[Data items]

§ §

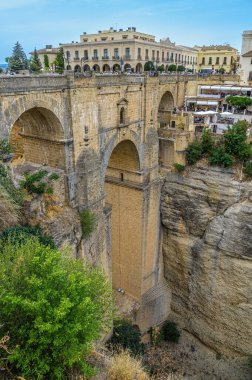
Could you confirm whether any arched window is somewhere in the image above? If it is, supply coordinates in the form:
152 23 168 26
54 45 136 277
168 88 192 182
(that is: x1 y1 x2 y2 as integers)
120 107 125 124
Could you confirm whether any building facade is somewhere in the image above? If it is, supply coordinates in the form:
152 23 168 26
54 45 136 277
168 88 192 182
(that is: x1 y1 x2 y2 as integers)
240 30 252 85
61 27 198 73
197 45 239 74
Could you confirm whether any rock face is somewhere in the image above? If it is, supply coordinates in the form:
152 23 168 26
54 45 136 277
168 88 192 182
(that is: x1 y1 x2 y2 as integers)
161 166 252 356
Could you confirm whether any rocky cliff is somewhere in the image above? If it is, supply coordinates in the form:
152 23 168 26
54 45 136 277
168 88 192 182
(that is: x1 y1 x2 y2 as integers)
161 166 252 356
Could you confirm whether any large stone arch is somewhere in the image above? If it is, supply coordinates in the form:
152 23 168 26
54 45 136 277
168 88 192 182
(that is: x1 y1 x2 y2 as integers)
101 131 144 187
9 107 66 170
4 94 67 139
157 91 174 127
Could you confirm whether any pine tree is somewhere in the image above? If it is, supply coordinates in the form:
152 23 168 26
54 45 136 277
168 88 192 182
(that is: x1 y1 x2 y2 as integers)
9 41 28 71
44 54 49 69
30 48 42 73
55 47 65 74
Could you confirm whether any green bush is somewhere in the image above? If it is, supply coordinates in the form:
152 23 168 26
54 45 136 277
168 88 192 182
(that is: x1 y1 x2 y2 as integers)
107 320 143 355
80 210 96 238
244 161 252 177
0 225 56 252
186 141 202 165
161 321 180 343
208 145 234 168
20 170 59 194
174 162 185 173
0 240 112 380
201 128 214 154
0 164 24 206
224 121 248 159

§ §

:: Problem to work on ::
In the listing, starting at the line containing "Could you confirm whether any pine" and ending at the last line, replace "green bush" with "leafy shrub". Return only those lines, with everything else unchanged.

:: Solution for this exercise ::
Could you confirm whether any pine tree is somewhere in the image above? If it is, supply coordinates in the form:
152 23 168 26
54 45 136 277
168 88 192 182
(that is: x1 y1 x2 y2 as integers)
9 41 28 71
44 54 49 69
30 48 42 73
55 47 65 74
Could you confirm whether any leafy shrub is somewhere in the image above? If it is, supply coordinates in the form:
152 23 168 26
54 45 136 277
168 88 192 182
(that is: x1 y1 x2 y2 as integers)
107 320 143 355
80 210 96 238
244 161 252 177
0 225 56 252
186 141 202 165
161 321 180 343
208 145 234 168
20 170 59 194
174 162 185 173
0 240 112 380
201 128 214 154
0 164 24 206
224 121 248 159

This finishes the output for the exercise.